[Data listing Boundary: Start]
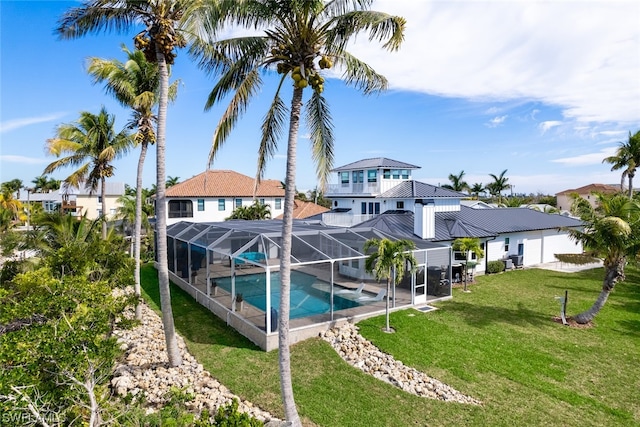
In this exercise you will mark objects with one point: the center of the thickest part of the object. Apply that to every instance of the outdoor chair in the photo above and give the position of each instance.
(351, 291)
(377, 298)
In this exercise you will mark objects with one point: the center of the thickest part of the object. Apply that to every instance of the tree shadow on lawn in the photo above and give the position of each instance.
(481, 316)
(193, 321)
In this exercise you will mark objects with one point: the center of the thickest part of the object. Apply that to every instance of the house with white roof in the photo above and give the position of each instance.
(391, 201)
(213, 195)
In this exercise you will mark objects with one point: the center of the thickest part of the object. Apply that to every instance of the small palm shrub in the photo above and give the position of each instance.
(495, 267)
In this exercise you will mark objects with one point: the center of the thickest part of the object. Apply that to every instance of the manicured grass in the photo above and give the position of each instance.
(497, 343)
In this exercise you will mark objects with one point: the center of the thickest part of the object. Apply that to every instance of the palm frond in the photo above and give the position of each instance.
(322, 140)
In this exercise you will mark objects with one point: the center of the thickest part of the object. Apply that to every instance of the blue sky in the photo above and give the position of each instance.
(544, 89)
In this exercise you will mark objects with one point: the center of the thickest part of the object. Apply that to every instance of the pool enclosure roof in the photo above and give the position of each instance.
(311, 242)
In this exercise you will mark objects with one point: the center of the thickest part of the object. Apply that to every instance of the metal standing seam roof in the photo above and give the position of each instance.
(375, 163)
(419, 190)
(469, 222)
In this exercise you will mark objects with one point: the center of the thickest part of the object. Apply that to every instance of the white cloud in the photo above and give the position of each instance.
(9, 125)
(575, 55)
(22, 160)
(545, 126)
(586, 159)
(496, 121)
[Data listing Boundary: End]
Before duplicating the entries above, strip out the pictures and keep the rest exact.

In this exercise you will mark objects with one point: the center of the thickest part of the object. Apply that to every instance of the outdoor chair in the photo above and give the position of each instance.
(351, 291)
(377, 298)
In this exercise you will mark objects with one point: the center of the thickest part of the object. Apply that to every instance of the tree shadow on lawn in the photo above and give the position of each instance.
(481, 316)
(193, 321)
In this exercise you will mark objects with one point: the center of the thickest part of the object. Apply that to every instance of the house with white roof in the photo above and give the position of each instance.
(391, 201)
(213, 195)
In this exercise you will mark objects with one point: the center of the thickest part of the object. Apply that to every instance of the small palm shrub in the photo above and give the position of each instance.
(495, 267)
In this exercise you will mark objects with one point: the center of the thickest part of the object. Apply that to every instance of the manicured grass in the photo above and give the position of each instance.
(497, 343)
In this exercise you will mark objects with one point: the center of the thickest part of the object. Apply that to every instance of the palm frond in the photo above and give the position of each instance.
(322, 140)
In this exercise you will mark objects with one point: the center of the thickest part of the object. Apply that to every instance of the blue sky in the photo above and give the position of each instance.
(544, 89)
In this exercise you will mark objects with one point: the center of the thickest part of the object. Apply that to every instance of the pool enclosure roof in the photo above and give the position of each instance.
(311, 242)
In this exercise you will mark objects with one point: the center of the thickest part of the object. Apply that to every instance of the metal standing seam roof in the photo above and give the position of each instance.
(375, 163)
(419, 190)
(469, 222)
In this exercise you will mark objects with one point: the center of the thickest part of the object. Apply that to every instance of the white cloud in the photo above and give the position of each instance.
(9, 125)
(575, 55)
(22, 160)
(545, 126)
(586, 159)
(496, 121)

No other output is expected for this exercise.